• _EXERCISE INSTRUCTIONS_: Omit the images, then output each of the records below exactly.

Records from a point labeling set
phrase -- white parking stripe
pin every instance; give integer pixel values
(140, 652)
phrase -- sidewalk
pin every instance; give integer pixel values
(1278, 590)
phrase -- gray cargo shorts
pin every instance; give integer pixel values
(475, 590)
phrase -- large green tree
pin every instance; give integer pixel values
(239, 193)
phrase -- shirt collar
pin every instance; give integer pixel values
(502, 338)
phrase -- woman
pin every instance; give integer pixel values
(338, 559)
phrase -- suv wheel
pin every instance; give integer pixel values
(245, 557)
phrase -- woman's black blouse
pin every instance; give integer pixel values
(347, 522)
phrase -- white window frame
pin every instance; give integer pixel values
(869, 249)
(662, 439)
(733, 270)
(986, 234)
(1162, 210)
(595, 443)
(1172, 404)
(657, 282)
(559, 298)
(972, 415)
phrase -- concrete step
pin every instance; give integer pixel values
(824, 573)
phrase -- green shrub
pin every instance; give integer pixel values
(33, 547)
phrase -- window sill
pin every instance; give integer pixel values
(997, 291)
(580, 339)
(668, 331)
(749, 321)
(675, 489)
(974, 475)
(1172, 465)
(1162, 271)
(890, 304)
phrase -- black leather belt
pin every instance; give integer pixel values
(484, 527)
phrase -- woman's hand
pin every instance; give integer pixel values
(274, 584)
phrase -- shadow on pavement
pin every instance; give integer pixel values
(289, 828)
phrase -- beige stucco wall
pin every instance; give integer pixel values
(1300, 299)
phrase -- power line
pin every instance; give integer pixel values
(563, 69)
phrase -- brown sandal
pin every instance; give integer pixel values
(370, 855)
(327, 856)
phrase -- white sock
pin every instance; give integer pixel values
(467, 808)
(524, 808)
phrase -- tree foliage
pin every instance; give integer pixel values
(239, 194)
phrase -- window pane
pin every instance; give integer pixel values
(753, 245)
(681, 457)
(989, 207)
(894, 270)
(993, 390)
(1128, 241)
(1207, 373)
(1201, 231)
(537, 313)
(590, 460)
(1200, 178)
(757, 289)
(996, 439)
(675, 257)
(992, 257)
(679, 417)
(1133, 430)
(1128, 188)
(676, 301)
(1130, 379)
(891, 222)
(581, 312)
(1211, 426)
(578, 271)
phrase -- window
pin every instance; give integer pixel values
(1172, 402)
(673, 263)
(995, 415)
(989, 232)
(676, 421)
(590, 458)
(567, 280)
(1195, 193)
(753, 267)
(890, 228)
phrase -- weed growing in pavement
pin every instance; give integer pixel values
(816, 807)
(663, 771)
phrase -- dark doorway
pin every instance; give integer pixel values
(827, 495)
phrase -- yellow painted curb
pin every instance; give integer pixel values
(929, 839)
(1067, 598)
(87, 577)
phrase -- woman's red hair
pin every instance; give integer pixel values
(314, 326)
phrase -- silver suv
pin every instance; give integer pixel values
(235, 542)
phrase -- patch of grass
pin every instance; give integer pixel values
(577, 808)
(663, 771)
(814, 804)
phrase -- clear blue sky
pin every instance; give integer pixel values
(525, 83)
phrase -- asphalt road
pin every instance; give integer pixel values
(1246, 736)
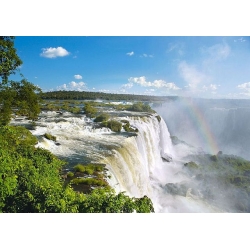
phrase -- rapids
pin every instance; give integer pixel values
(142, 163)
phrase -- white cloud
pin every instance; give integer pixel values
(245, 87)
(54, 52)
(78, 76)
(128, 85)
(146, 55)
(80, 86)
(156, 83)
(178, 47)
(242, 40)
(217, 52)
(191, 75)
(211, 87)
(130, 53)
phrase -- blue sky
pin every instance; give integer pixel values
(198, 66)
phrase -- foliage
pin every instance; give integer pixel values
(29, 177)
(85, 95)
(89, 110)
(104, 200)
(9, 60)
(50, 137)
(102, 117)
(30, 182)
(141, 107)
(114, 125)
(158, 118)
(127, 127)
(21, 97)
(215, 173)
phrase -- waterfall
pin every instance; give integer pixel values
(134, 165)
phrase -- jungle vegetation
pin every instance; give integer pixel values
(31, 178)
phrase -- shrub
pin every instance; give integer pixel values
(114, 125)
(102, 117)
(70, 174)
(79, 168)
(89, 110)
(141, 107)
(50, 137)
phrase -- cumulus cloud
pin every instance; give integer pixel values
(78, 76)
(217, 52)
(212, 87)
(146, 55)
(54, 52)
(130, 53)
(128, 85)
(241, 40)
(245, 87)
(80, 86)
(156, 83)
(178, 47)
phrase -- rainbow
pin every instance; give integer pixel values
(207, 137)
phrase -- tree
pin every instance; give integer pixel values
(19, 96)
(9, 60)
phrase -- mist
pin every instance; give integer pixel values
(209, 124)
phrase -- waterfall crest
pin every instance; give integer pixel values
(133, 165)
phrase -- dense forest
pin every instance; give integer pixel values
(31, 178)
(84, 95)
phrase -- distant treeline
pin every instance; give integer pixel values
(84, 95)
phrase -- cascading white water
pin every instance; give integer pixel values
(145, 163)
(139, 164)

• _RESULT_:
phrase -- white parking stripe
pin every instance; give integer pixel values
(140, 652)
phrase -- sidewalk
pin every instance; give integer pixel values
(1278, 590)
phrase -- gray cargo shorts
pin every instance; give integer pixel values
(475, 590)
phrase -- large green tree
pin every instance; give integer pixel values
(239, 193)
phrase -- shirt collar
pin every instance; give integer pixel values
(502, 338)
phrase -- woman
pin every instance; give integer pixel values
(338, 559)
phrase -- suv wheel
pin every instance; give integer pixel values
(245, 557)
phrase -- woman's black blouse
pin every instance; give integer pixel values
(347, 522)
phrase -- white window frame
pin every instance; give integer pixel values
(869, 249)
(662, 439)
(733, 270)
(986, 234)
(1162, 210)
(595, 443)
(1172, 404)
(657, 282)
(559, 298)
(972, 415)
phrase -- concrete step
pin every instance; give integer pixel values
(824, 573)
phrase -- green shrub
pin every instance; give integer pixel values
(33, 547)
phrase -- window sill
pin every instance; give integer pixel values
(997, 291)
(580, 339)
(668, 331)
(749, 321)
(675, 489)
(974, 475)
(1172, 465)
(1162, 271)
(890, 304)
phrase -- black leather belt
pin every instance; give integer pixel values
(484, 527)
phrase -- woman's hand
pin every instance; give integer pixel values
(274, 584)
phrase -- shadow on pavement
pin every instance; give integer pixel values
(289, 828)
phrase -- beige stucco wall
pin every instance; give integer pixel values
(1300, 299)
phrase -- power line
pin every instance; give integer pixel values
(563, 69)
phrase -- brown sandal
pin every instance; give integer pixel values
(370, 855)
(327, 856)
phrase -- white sock
pin every instance; give integer pixel values
(467, 808)
(524, 808)
phrase -- tree foliage
pin every instance; give integer pixel values
(239, 194)
phrase -- window pane
pin every instance; give integer pixel values
(753, 245)
(681, 457)
(989, 207)
(894, 270)
(993, 390)
(1128, 241)
(1207, 373)
(1201, 231)
(537, 313)
(590, 460)
(1200, 178)
(757, 289)
(996, 439)
(675, 257)
(992, 257)
(679, 417)
(1133, 430)
(1128, 188)
(676, 301)
(1130, 379)
(891, 222)
(581, 312)
(1211, 426)
(578, 271)
phrase -- window
pin every instance; give integer pixel values
(1172, 402)
(673, 263)
(995, 415)
(989, 232)
(676, 421)
(590, 458)
(567, 280)
(1195, 193)
(753, 267)
(890, 228)
phrase -- weed growing in pavement
pin every instance; give integer pixel values
(816, 807)
(663, 771)
phrase -- dark doorway
pin every instance; give integer pixel values
(827, 495)
phrase -- yellow painted curb
pin every instance; give integer pixel values
(929, 839)
(1067, 598)
(87, 577)
phrase -- woman's red hair
pin every instance; give integer pixel values
(314, 326)
phrase -- silver suv
pin every instance; give integer pixel values
(235, 542)
phrase -- patch of grass
pin every instance; give integer pixel values
(577, 808)
(663, 771)
(814, 804)
phrase -- clear blue sky
pin every instance; give integer pixel values
(525, 83)
phrase -- asphalt road
pin every instance; give integer pixel values
(1246, 736)
phrase -- rapids
pin every instance; give integer pixel values
(142, 163)
phrase -- white cloud
pin every instance; give integer pixel values
(245, 87)
(54, 52)
(78, 76)
(128, 85)
(146, 55)
(80, 86)
(156, 83)
(178, 47)
(242, 40)
(217, 52)
(191, 75)
(211, 87)
(130, 53)
phrase -- blue sky
pin every instance; give integer pixel values
(198, 66)
phrase -- foliage
pin every instance; give integer pixel values
(29, 177)
(85, 95)
(89, 110)
(104, 200)
(9, 60)
(50, 137)
(102, 117)
(30, 182)
(141, 107)
(114, 125)
(158, 118)
(127, 127)
(21, 97)
(215, 173)
phrase -- waterfall
pin every instance; give integer pixel values
(134, 165)
phrase -- jungle vegetation
pin every instance; give integer pixel values
(31, 178)
phrase -- shrub
pin every instance; give integer pixel values
(114, 125)
(102, 117)
(70, 174)
(79, 168)
(89, 110)
(141, 107)
(50, 137)
phrase -- cumulus cloud
pin every instance; give integer pixel values
(78, 76)
(217, 52)
(212, 87)
(146, 55)
(54, 52)
(130, 53)
(128, 85)
(241, 40)
(245, 87)
(80, 86)
(156, 83)
(178, 47)
phrase -- rainbow
pin every instance; give integer pixel values
(207, 137)
phrase -- tree
pin every instance; give integer pixel values
(19, 96)
(9, 60)
phrase -- mist
pin every instance; give integer pixel values
(209, 124)
phrase -- waterfall crest
pin every instance; give integer pixel values
(133, 165)
phrase -- dense forest
pin every instance; give integer pixel values
(31, 178)
(84, 95)
phrase -- distant treeline
pin every instance; give integer pixel values
(84, 95)
phrase -- cascading white water
pin every instance; give integer pixel values
(145, 163)
(139, 164)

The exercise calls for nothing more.